SUPPLIED ENTRIES:
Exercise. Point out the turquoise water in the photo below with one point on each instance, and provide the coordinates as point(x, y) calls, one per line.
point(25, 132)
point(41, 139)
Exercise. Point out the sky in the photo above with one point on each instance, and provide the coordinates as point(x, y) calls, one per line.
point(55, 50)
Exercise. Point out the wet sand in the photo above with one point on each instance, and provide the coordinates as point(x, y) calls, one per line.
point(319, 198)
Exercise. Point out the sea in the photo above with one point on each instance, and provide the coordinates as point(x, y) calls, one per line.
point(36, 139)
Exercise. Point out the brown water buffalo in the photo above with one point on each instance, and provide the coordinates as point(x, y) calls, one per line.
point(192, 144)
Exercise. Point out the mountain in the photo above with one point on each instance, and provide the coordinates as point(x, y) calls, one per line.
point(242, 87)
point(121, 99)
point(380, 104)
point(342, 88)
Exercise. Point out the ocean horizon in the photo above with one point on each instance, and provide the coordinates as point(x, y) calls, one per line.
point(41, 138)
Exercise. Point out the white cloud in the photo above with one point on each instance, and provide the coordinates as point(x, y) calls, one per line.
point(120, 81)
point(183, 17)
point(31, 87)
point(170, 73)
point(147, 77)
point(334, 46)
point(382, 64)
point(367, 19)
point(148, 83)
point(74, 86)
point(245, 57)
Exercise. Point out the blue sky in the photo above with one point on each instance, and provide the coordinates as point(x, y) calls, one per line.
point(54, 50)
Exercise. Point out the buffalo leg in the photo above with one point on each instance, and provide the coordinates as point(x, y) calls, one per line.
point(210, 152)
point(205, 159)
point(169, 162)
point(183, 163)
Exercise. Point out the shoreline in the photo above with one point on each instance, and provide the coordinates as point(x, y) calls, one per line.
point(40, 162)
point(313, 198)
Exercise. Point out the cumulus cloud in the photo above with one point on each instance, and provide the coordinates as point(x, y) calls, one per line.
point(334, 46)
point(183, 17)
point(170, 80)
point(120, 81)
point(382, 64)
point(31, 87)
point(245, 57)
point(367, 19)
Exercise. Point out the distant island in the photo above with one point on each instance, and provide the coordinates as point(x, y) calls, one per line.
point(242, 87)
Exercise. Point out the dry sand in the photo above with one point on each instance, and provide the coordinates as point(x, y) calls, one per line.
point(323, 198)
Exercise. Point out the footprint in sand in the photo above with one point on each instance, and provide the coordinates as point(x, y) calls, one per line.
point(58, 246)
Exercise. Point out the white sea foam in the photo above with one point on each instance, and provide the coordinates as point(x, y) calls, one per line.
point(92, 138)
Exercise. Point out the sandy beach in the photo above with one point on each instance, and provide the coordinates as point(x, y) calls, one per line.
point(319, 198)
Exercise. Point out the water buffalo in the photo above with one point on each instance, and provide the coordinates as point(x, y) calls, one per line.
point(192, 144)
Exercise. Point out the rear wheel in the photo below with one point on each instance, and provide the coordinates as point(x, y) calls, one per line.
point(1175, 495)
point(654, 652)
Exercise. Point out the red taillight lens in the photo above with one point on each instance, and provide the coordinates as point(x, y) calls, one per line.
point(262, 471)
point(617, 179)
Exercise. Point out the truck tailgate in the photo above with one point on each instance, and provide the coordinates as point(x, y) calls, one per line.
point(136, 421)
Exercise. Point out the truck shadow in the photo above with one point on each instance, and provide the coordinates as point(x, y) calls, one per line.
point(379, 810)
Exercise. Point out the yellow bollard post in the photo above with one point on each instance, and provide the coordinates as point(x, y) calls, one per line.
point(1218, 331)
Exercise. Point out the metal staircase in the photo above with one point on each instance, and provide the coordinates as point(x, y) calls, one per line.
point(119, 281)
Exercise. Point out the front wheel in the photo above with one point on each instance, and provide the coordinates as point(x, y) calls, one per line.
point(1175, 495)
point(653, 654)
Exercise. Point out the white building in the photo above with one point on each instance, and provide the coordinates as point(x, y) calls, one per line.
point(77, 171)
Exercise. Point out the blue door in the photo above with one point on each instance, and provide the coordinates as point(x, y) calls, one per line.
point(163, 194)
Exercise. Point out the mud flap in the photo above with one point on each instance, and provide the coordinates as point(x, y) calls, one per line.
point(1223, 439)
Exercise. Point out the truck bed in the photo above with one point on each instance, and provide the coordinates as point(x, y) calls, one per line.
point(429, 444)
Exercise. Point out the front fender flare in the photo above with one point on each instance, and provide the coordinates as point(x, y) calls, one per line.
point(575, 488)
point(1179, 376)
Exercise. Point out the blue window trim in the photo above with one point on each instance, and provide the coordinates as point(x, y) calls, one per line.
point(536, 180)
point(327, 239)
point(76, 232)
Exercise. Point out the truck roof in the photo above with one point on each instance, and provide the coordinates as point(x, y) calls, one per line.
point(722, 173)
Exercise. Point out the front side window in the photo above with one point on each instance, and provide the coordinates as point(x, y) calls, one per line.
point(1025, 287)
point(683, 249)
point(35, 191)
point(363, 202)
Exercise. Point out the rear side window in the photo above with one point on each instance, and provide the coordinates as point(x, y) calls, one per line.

GIVEN PROBLEM: Restate the listing in full, word for word.

OUTPUT OF THE EXERCISE:
Exercise. Point out the turquoise water in the photo below with one point on each instance, and provide the coordinates as point(x, y) calls, one per line.
point(25, 132)
point(41, 139)
Exercise. Point out the sky in the photo above with one point on each instance, and provide the coordinates as point(x, y) calls, one per line.
point(55, 50)
Exercise. Point out the wet sand in the photo above with one point on each instance, and provide the coordinates as point(x, y) calls, one per line.
point(319, 198)
Exercise. Point out the sea in the photo above with one point on each instance, and provide the coordinates as point(x, y) calls, one per line.
point(36, 139)
Exercise. Point out the brown water buffalo in the photo above with one point on each instance, and provide the coordinates as point(x, y) calls, one per line.
point(192, 144)
Exercise. Point out the mountain in the photo above with one point on each instance, and provide the coordinates as point(x, y) calls, one per line.
point(242, 87)
point(121, 99)
point(380, 104)
point(342, 88)
Exercise. Point out the ocean horizon in the photo above with one point on each instance, and provide the coordinates as point(x, y) calls, one per line.
point(41, 138)
Exercise. Point out the white cloud in the photo above with one point on each instance, and provide the coordinates as point(x, y) calls, one per line.
point(120, 81)
point(183, 17)
point(31, 87)
point(170, 73)
point(147, 77)
point(334, 46)
point(382, 64)
point(367, 19)
point(148, 83)
point(74, 86)
point(245, 57)
Exercise. Point out the blue sky in the photo above with one point on each instance, and provide the coordinates as point(x, y) calls, one per line.
point(54, 50)
Exercise. Point out the buffalo leg in the photo above with one point on each instance, and provide the coordinates as point(x, y) calls, one per line.
point(210, 152)
point(205, 159)
point(169, 162)
point(183, 163)
Exercise. Point out the shoreline in the photo above with one point on each instance, and provide the coordinates as point(x, y) calls, one per line.
point(40, 162)
point(313, 198)
Exercise. Point out the cumulus cloud in the photo above with one point on each instance, and provide the coordinates as point(x, y) calls, one per line.
point(334, 46)
point(183, 17)
point(170, 80)
point(120, 81)
point(382, 64)
point(31, 87)
point(245, 57)
point(367, 19)
Exercise. Point out the distant island in the photo above with one point on each instance, and provide the coordinates as point(x, y) calls, one per line.
point(242, 87)
Exercise. Point out the dry sand in the photo above with one point on each instance, and provide the coordinates as point(x, y) calls, one per line.
point(323, 198)
Exercise. Point out the footprint in sand in the photo above with one point on each instance, and provide the coordinates as point(x, y) calls, one per line.
point(58, 246)
Exercise. Point out the white sea foam in the photo above with one point on each instance, and provide the coordinates as point(x, y) calls, one per line.
point(92, 138)
Exercise. Point out the sandy beach in the photo above with one point on each instance, and provide the coordinates as point(x, y) calls, one per line.
point(319, 198)
Exercise. Point out the water buffalo in the photo above with one point on each instance, and provide the coordinates as point(x, y) calls, one per line.
point(192, 144)
Exercise. Point out the rear wheel in the photo below with one point on each instance, and provide the coordinates as point(x, y) calls, one per line.
point(1175, 495)
point(654, 652)
Exercise. Point out the red taillight lens in the photo above with one point on each instance, and provide the coordinates as point(x, y) calls, one per line.
point(262, 471)
point(617, 179)
Exercise. Point out the truck tailgate in the photo above with one point on each instance, and provide the coordinates as point(x, y) calls, one per line.
point(136, 421)
Exercise. Point out the truck shadow in the photo above with one point on each instance, and provide the coordinates as point(x, y) calls, one per line.
point(379, 810)
Exercise. Point out the yellow bollard post in the photo above with one point on each instance, and provide the coordinates as point(x, y) calls, one per line.
point(1218, 331)
Exercise. Point out the metal staircase in the photo above with one point on each instance, and provide the coordinates as point(x, y) calls, one per line.
point(119, 281)
Exercise. Point out the front wheel in the photo above with one point on each instance, and provide the coordinates as point(x, y) calls, one per line.
point(1175, 495)
point(653, 654)
Exercise. Point out the white building in the photo above with one point on each instance, and provide the coordinates as point(x, y) calls, one per line.
point(77, 171)
Exercise. Point out the blue door in the photo above with one point on each instance, and provide the coordinates as point(x, y) calls, one per line.
point(163, 194)
Exercise. Point out the mud flap in the photo above with one point on each instance, and provide the coordinates as point(x, y) calls, one per line.
point(1223, 439)
Exercise. Point out the truck bed in the photo above with one point on each instance, and provide the coordinates as point(x, y) calls, one per line.
point(429, 444)
Exercise. Point out the front fender flare in the photo above with one point on each instance, and provide the coordinates as point(x, y) calls, one per line.
point(575, 488)
point(1179, 376)
Exercise. Point out the blue window trim in the photo above with one point on each instance, and provide the coordinates as point(x, y) calls, one per line.
point(536, 180)
point(327, 239)
point(76, 232)
Exercise. Point out the truck roof in the photo above with one point on each instance, and provide the coordinates as point(x, y) calls, one per line.
point(722, 173)
Exercise. Point out the front side window in the photo above with one point on each instance, and provide the coordinates as point(x, y) calls, one per line.
point(1025, 287)
point(683, 249)
point(35, 191)
point(363, 202)
Exercise. Point out the rear side window in the photo above with one point on each instance, and provide the coordinates as point(x, y) calls, one per line.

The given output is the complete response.